▸ **GIVEN PASSAGE**

-- Begin --

Maybe he’s too generous:

Also, the letter that was the jumping off point for Ben-Peter’s column has a LOT worse violators of scripture than Rick Warren—and some actual “leftwing evangelicals.”

But if some Christians allegedly violate more scriptures than Pastor Warren, can we then breathe a sigh of relief? This is an odd argument or the equivalent of saying, “Yes Judas was out of line, but did you hear how Ananias betrayed the faith?”

Warren, the pop theologian, is very good at using the “guilt card” through twisting scriptures, in order to gag dissenters. He will even compare you to Satan’s little workers if you dare challenge him.  And you know what? That appears cult-y. It doesn’t sound healthy.

Notice how Warren rails against critical-thinking skills in The Purpose-Driven Life to protect his brand of leadership (p. 164):

The Bible calls Satan “the accuser of our brothers.” It’s the Devil’s job to blame, complain, and criticize members of God’s family. Anytime we do the same, we’re being duped into doing Satan’s work for him. Remember, other Christians, no matter how much you disagree with them, are not the real enemy. Anytime we spend comparing or criticizing other believers is time that should have been spent building the unity of our fellowship.

So don’t shine a light on his hypocrisy, or you’ll be considered to Satan’s henchman? Here, Warren is handpicking words from an out-of-context verse (Revelation, Chapter 12, “The Woman and the Dragon,” 10) to sell this idea. Ironic, of course. Why? Because the book of Revelation was written by John and stems from the apostle’s anti-totalitarian visions on the small rocky island of Patmos, in the Aegean.

-- End --

Reproduce the part of the commentary on Rick Warren between "The Bible calls" and "in the Aegean.", inclusive.

(Dataset records)
-- Begin --

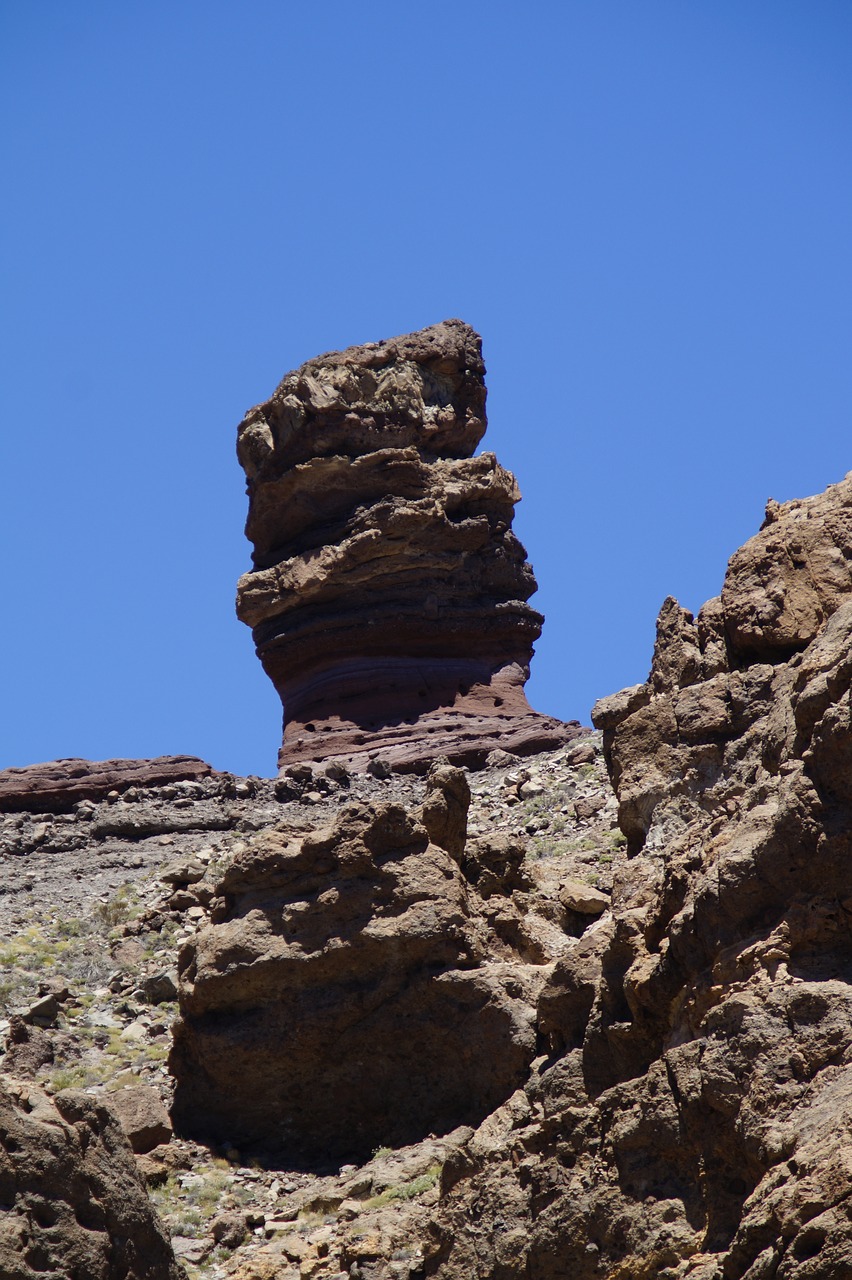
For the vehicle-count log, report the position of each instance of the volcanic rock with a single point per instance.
(344, 981)
(694, 1116)
(389, 594)
(73, 1203)
(59, 785)
(142, 1116)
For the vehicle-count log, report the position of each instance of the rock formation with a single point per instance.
(694, 1115)
(73, 1203)
(389, 594)
(58, 786)
(346, 981)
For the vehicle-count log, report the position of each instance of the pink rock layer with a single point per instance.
(389, 597)
(59, 785)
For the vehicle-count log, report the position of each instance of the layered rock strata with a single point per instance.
(694, 1115)
(346, 982)
(389, 595)
(73, 1203)
(59, 785)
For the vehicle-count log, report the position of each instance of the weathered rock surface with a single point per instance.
(73, 1205)
(59, 785)
(389, 594)
(346, 982)
(694, 1116)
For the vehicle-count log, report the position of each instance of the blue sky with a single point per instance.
(644, 208)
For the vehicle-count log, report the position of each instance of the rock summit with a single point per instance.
(388, 599)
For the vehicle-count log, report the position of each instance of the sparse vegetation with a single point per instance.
(407, 1191)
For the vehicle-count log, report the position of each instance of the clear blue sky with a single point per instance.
(645, 209)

-- End --

▸ **FINISHED EXERCISE**
The Bible calls Satan “the accuser of our brothers.” It’s the Devil’s job to blame, complain, and criticize members of God’s family. Anytime we do the same, we’re being duped into doing Satan’s work for him. Remember, other Christians, no matter how much you disagree with them, are not the real enemy. Anytime we spend comparing or criticizing other believers is time that should have been spent building the unity of our fellowship.

So don’t shine a light on his hypocrisy, or you’ll be considered to Satan’s henchman? Here, Warren is handpicking words from an out-of-context verse (Revelation, Chapter 12, “The Woman and the Dragon,” 10) to sell this idea. Ironic, of course. Why? Because the book of Revelation was written by John and stems from the apostle’s anti-totalitarian visions on the small rocky island of Patmos, in the Aegean.